··· PASSAGE SHOWN

I wasn’t as confident as you might think, as the ball of hash in its rough tinfoil wrapping had gotten stuck in my throat. I had a vision of coughing and a spit covered ball of hash bouncing off of the cops face. It became evident that although it was stuck it was going to stay where it was for the time being. My buddies were dumbfounded that the cop didn’t find the hash in my pockets. They finished searching me and Tommy, and eventually the rest of the apartment while we sat there trying to look very innocent. The only thing that they managed to find was the aspirin container. They told Gregg that he would have to go to the station on Monday and fill out some forms. You could tell that they were pretty disappointed. I guess they thought that they were going to nab public enemy number one and all they got was an aspirin container and some university students drinking tea. Bummer!

I was pretty happy right about now, because we weren’t dead, the cops were leaving and I would be able to cough up some hash for us to smoke. I would become a cult hero! Well, I would have been if the hash hadn’t chosen this moment to slide down my throat. I explained what happened to the guys and we were all grateful for what had to be divine intervention. What had happened to Gregg’s brother’s stash? Oh well!

······
··· MATERIAL PROVIDED

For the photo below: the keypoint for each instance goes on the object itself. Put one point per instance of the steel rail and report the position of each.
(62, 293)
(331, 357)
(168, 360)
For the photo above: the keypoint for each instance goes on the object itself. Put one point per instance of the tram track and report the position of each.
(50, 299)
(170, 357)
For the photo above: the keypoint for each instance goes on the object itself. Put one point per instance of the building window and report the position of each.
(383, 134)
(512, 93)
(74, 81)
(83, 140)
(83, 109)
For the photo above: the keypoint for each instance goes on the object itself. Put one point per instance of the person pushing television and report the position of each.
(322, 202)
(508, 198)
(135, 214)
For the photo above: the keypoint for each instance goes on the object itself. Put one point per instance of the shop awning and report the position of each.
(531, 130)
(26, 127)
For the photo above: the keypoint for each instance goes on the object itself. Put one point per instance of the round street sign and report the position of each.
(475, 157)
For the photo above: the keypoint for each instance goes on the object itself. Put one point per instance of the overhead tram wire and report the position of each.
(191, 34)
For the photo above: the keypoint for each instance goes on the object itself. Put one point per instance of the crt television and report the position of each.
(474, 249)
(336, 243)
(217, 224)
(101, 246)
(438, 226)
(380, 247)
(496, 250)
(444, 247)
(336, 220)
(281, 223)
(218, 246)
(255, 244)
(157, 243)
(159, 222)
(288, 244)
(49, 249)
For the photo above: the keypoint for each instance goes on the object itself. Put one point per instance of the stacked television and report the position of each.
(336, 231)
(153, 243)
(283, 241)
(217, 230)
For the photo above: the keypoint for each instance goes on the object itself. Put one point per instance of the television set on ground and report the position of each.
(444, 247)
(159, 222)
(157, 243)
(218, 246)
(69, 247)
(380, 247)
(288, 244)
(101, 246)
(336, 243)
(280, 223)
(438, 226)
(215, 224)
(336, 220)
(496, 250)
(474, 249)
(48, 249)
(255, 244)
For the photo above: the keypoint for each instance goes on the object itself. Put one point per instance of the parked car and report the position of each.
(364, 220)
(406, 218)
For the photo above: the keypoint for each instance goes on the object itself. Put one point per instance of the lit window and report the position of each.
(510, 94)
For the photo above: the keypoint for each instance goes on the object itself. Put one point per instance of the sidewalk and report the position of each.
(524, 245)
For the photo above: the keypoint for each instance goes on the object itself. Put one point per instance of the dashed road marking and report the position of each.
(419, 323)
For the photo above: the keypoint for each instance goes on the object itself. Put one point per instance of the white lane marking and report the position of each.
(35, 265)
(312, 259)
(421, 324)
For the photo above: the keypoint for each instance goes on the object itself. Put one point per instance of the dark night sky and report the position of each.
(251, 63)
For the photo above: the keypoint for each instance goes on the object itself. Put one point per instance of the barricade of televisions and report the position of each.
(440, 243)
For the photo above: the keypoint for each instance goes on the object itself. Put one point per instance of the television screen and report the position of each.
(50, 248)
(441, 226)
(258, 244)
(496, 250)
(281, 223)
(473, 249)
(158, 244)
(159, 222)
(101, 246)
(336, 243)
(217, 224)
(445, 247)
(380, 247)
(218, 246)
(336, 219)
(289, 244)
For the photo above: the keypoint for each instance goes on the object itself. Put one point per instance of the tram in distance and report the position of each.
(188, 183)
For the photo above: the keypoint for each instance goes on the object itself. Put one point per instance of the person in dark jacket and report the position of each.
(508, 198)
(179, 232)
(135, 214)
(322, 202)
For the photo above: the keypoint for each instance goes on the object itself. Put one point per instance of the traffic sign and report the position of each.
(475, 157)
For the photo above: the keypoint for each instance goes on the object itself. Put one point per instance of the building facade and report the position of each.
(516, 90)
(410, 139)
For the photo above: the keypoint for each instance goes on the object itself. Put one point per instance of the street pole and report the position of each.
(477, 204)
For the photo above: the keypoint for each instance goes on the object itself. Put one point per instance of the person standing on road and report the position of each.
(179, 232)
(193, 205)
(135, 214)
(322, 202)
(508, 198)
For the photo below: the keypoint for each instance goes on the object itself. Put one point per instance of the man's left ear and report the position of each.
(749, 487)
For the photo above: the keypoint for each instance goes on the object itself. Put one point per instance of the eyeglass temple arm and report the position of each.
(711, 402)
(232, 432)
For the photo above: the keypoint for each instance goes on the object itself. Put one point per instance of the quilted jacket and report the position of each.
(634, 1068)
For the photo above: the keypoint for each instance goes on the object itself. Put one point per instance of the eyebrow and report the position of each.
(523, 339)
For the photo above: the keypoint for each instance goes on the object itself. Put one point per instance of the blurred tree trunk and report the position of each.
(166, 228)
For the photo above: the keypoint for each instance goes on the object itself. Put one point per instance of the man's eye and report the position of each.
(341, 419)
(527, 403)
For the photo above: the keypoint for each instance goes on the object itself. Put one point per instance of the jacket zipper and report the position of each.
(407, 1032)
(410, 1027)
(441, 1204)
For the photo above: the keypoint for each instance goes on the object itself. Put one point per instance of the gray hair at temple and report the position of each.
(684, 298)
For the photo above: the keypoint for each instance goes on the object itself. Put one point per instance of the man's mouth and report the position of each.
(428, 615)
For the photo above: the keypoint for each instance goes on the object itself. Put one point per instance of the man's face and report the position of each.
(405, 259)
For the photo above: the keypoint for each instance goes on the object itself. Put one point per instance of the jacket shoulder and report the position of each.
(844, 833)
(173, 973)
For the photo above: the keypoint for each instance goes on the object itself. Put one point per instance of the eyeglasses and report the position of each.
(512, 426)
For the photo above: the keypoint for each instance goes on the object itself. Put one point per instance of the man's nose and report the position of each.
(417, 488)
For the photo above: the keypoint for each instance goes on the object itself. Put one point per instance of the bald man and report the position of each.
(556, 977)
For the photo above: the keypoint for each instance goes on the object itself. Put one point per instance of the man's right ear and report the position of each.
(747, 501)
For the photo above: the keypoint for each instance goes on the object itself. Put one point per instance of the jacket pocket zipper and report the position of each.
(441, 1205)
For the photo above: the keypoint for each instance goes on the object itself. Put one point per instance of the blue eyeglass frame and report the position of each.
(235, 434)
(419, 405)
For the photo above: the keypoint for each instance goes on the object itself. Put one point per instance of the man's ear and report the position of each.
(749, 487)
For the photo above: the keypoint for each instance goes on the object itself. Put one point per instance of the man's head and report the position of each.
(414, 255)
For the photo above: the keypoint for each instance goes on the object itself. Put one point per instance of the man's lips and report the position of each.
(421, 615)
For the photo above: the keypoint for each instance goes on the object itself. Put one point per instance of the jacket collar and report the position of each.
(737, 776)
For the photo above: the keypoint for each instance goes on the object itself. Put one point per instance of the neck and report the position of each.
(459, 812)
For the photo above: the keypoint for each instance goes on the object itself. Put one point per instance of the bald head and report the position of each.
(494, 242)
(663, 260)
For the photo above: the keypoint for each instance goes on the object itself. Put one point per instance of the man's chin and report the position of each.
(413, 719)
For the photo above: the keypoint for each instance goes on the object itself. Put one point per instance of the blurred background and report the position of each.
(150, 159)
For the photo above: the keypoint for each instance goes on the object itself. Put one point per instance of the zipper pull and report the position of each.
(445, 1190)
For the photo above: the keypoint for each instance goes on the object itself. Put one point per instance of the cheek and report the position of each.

······

WORK REQUIRED: Please list every sentence in the passage above that ends with an exclamation point.

COMPLETED TASK:
- Bummer!
- I would become a cult hero!
- Oh well!